◆ **EXERCISE TEXT**:
○ ○ ○

Carol Hughes is a runner, which is somewhat astonishing to those who knew her back in the day, herself included. She might have competed as a high school long jumper, but sprinting to leap into a sand pit was the extent of her putting one foot in front of the other for any sustained length of time.
“Never really ran – didn’t much like it,” admits Hughes, who is a librarian at Berry Elementary in east Arlington.
Her sister was a runner, so Hughes tried a 5K. Went out too fast and thought she’d drop dead right then and there. It only reminded her of why she didn’t run.
How things have changed.
Late last year, Hughes ran 26.2 miles in the Philadelphia Marathon. It was her first marathon in Philadelphia, but her 50th overall.
“I don’t usually tell people about this because they are usually like, ‘uh, yeah, sure you did,’” she says, laughing.
We get it. Running for hours seems undoable; returning 49 times is downright insane.
Yet so is covering 100 miles in 32 hours, which Hughes has done as well.
Why, I ask.
Hughes: “Love the feeling of accomplishment.”
Like climbing Mount Everest? Leaping out of an airplane?
“Around age 52, about 10 years ago, I was getting to that age where you start to put on weight, and told myself that I needed to do something about it,” Hughes says.
Walking short distances turned into walking longer distances, which turned into 5K walk/runs.
“I thought, gee, if I can run a 5K, I wonder if I can do a 10k?” she says. “After the 10K, I said, gee, if I can do a 10K …”
You get the idea.
For Hughes, running “is this feeling that I can do more than I think I can do.”
It’s a philosophy that boils over to her students at Berry.
“I use my own running experiences to get them to stretch themselves,” Hughes explains. “Like reading chapter books. I tell them the more you practice reading or doing anything, really, the more you will see as far as results go. It’s the same philosophy.”
You build a work ethic, results come.
Hughes is like a walking bulletin board for accomplishment. She has a Master’s in Library and Information Studies at the University of Oklahoma and is a twice-certified National Board-Certified teacher,
For her, it’s about perseverance.

○ ○ ○

◆ **DATA PROVIDED**:
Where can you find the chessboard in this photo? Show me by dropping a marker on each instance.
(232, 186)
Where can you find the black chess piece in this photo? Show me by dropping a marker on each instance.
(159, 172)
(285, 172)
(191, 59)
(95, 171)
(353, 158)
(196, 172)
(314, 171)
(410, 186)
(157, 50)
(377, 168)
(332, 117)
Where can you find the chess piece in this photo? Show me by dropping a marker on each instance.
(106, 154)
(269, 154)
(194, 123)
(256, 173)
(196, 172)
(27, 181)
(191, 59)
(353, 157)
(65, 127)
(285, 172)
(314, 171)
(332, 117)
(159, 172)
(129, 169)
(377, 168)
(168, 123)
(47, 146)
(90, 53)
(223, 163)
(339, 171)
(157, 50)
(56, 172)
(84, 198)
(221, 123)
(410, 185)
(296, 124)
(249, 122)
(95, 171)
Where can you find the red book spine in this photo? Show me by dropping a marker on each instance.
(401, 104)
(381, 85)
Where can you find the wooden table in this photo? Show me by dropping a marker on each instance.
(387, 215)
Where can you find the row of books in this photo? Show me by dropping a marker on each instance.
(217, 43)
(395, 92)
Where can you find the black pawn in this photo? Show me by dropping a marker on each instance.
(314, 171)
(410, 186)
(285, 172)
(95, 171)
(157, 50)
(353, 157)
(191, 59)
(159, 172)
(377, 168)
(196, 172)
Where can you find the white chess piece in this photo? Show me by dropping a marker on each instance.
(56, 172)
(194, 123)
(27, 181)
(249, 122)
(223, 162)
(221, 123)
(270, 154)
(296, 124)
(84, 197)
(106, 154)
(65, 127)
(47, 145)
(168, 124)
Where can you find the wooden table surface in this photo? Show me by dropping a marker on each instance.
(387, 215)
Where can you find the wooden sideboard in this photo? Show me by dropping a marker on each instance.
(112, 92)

○ ○ ○

◆ **WORK TO COMPLETE**:
Copy the part of the article on Carol Hughes between "For Hughes, running" and "it’s about perseverance.", inclusive, word for word.

◆ **THE ANSWER**:
For Hughes, running “is this feeling that I can do more than I think I can do.”
It’s a philosophy that boils over to her students at Berry.
“I use my own running experiences to get them to stretch themselves,” Hughes explains. “Like reading chapter books. I tell them the more you practice reading or doing anything, really, the more you will see as far as results go. It’s the same philosophy.”
You build a work ethic, results come.
Hughes is like a walking bulletin board for accomplishment. She has a Master’s in Library and Information Studies at the University of Oklahoma and is a twice-certified National Board-Certified teacher,
For her, it’s about perseverance.